▶ _Task description_:
Reproduce the listing below with every "place a single point" swapped for "mark one point" and everything else unchanged, and leave the pictures out.

▶ _Data for this task_:
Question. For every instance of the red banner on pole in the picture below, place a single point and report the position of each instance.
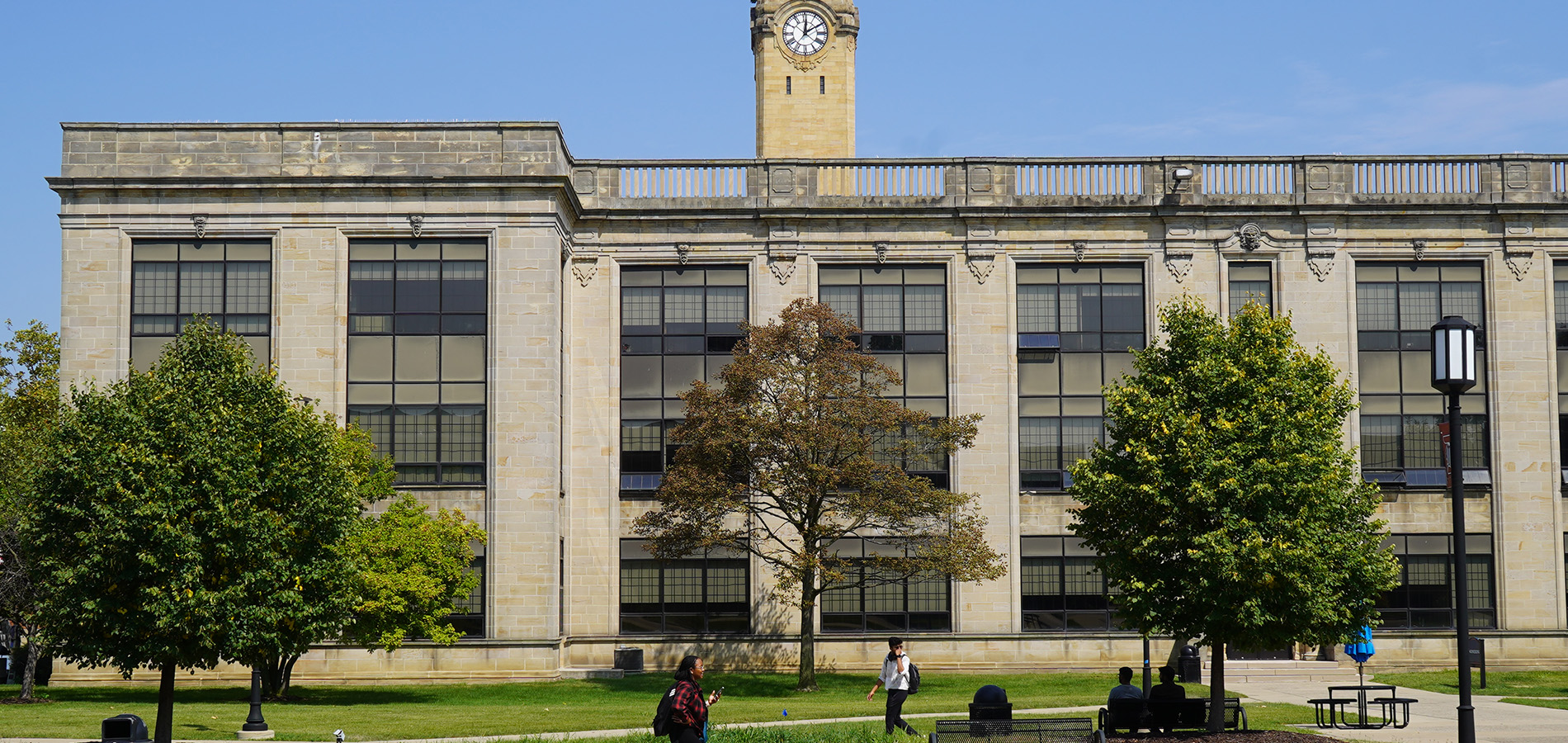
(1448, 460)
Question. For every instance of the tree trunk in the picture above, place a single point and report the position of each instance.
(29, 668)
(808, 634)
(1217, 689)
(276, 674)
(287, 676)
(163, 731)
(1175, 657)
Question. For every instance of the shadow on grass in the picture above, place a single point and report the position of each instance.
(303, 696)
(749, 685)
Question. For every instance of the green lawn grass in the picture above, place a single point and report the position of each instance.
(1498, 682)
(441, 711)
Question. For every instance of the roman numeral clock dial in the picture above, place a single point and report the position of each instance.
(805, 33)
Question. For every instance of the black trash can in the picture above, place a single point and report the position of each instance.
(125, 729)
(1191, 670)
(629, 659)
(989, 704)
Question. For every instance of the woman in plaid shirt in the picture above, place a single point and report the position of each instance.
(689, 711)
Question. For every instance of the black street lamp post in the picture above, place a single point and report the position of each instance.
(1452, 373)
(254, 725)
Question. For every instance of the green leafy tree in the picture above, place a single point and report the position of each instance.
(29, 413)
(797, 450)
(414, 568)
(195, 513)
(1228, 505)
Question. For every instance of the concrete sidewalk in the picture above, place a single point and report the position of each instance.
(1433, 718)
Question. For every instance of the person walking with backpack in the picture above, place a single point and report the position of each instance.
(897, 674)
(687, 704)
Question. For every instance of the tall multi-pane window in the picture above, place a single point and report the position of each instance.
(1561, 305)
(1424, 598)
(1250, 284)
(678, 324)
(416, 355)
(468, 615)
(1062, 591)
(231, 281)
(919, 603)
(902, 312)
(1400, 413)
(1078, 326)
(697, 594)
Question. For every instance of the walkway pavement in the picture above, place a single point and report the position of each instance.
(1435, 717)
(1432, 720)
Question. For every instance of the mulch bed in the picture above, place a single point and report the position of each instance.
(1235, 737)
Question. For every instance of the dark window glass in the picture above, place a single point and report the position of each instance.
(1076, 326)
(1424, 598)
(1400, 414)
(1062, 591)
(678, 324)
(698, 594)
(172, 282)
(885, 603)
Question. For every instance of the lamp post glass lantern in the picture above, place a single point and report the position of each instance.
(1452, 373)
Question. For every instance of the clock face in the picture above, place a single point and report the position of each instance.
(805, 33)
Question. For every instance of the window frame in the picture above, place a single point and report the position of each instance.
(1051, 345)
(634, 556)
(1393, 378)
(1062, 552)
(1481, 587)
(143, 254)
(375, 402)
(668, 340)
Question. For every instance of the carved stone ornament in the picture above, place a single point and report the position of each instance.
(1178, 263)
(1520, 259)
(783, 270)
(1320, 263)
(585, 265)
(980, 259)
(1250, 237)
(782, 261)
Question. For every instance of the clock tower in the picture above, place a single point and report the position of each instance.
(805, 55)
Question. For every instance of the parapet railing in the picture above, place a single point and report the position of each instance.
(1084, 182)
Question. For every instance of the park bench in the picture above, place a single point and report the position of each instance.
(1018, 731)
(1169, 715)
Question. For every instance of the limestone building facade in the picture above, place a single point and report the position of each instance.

▶ _Exercise response_:
Question. For every instance of the red banner on pole in the picture below, mark one point and report the position of each instance.
(1448, 460)
Question. For every instance of the tree trunk in the picture above, mark one point and report the position of each instance.
(29, 668)
(808, 634)
(1217, 689)
(276, 674)
(287, 676)
(163, 731)
(1175, 657)
Question. For every instance of the shadow on grass in the picture above, mark one point and report the position of each instance.
(303, 696)
(749, 685)
Question. For every instance of the green lawn grass in the picture above, mark one point and report the position of each instance.
(1498, 682)
(441, 711)
Question. For every instance of the roman numeral clock dial in the picture above, mark one point and report the position of each instance.
(805, 33)
Question. For every instance of the black trash can in the picture above, mark one point and report the position of each instance.
(125, 729)
(1191, 670)
(629, 659)
(989, 704)
Question. For every instance of the woman in plaid shirt in the picture above, mark one point and report the position of each instance.
(689, 711)
Question. For every instance of the black street lamp post in the picture above, mark one point and report the position of each instance.
(1452, 373)
(254, 725)
Question. For every instance of the green leafy tree in the picture above, mark one point and report the position of each instance.
(29, 413)
(797, 450)
(414, 568)
(195, 513)
(1228, 505)
Question. For every instance of the concrete sidewalk in the picture above, mark one point and report the position of each instance.
(1433, 718)
Question. For every instance of the person walking with backpack in the picture above, mark one point and report the position of each instance.
(897, 674)
(687, 704)
Question. For every instance of the tall multi-pane window in the picture above, mark one point and report the position of each instance.
(1561, 305)
(1424, 598)
(1250, 284)
(678, 324)
(416, 355)
(468, 615)
(1062, 591)
(231, 281)
(919, 603)
(902, 312)
(1400, 413)
(1078, 326)
(697, 594)
Question. For every instance of the walkway pavement in the picture above, mark one point and report the position of each instance.
(1435, 717)
(1432, 720)
Question. For every instance of the mulch bed in the picture above, mark one point and report the position of each instance.
(1235, 737)
Question. For every instance of the dark window glass in the picture above, mark one point and report the position of each instance.
(1076, 326)
(1424, 598)
(1400, 414)
(1062, 591)
(678, 324)
(698, 594)
(172, 282)
(885, 603)
Question. For every instance of the lamp post glass lantern in the picture above, mark one point and report the position of each instance.
(1452, 373)
Question. For every instance of the clock face in the picture above, mark one point and report the position of each instance.
(805, 33)
Question. For every instance of the window frame in the picture above, mark one point and report the position of each instance.
(1051, 345)
(634, 556)
(1393, 378)
(1062, 552)
(1481, 587)
(143, 254)
(375, 402)
(668, 340)
Question. For every instance of the carved stone ornament in the picture above, mark one point and report the position of each instance.
(1178, 263)
(1520, 259)
(783, 270)
(1320, 263)
(585, 265)
(980, 259)
(1250, 237)
(782, 261)
Question. For every instance of the clock tower in the picture above, mark one point and report the position of each instance.
(805, 55)
Question. For every instance of the parapet railing in the picture above, mark one point and report the position of each instance.
(1084, 182)
Question. For every instance of the park bench in the picture above, mark one point and report the position of each instance.
(1018, 731)
(1169, 715)
Question. For every instance of the limestone building facade in the picture above, mark one point and report the position of each instance.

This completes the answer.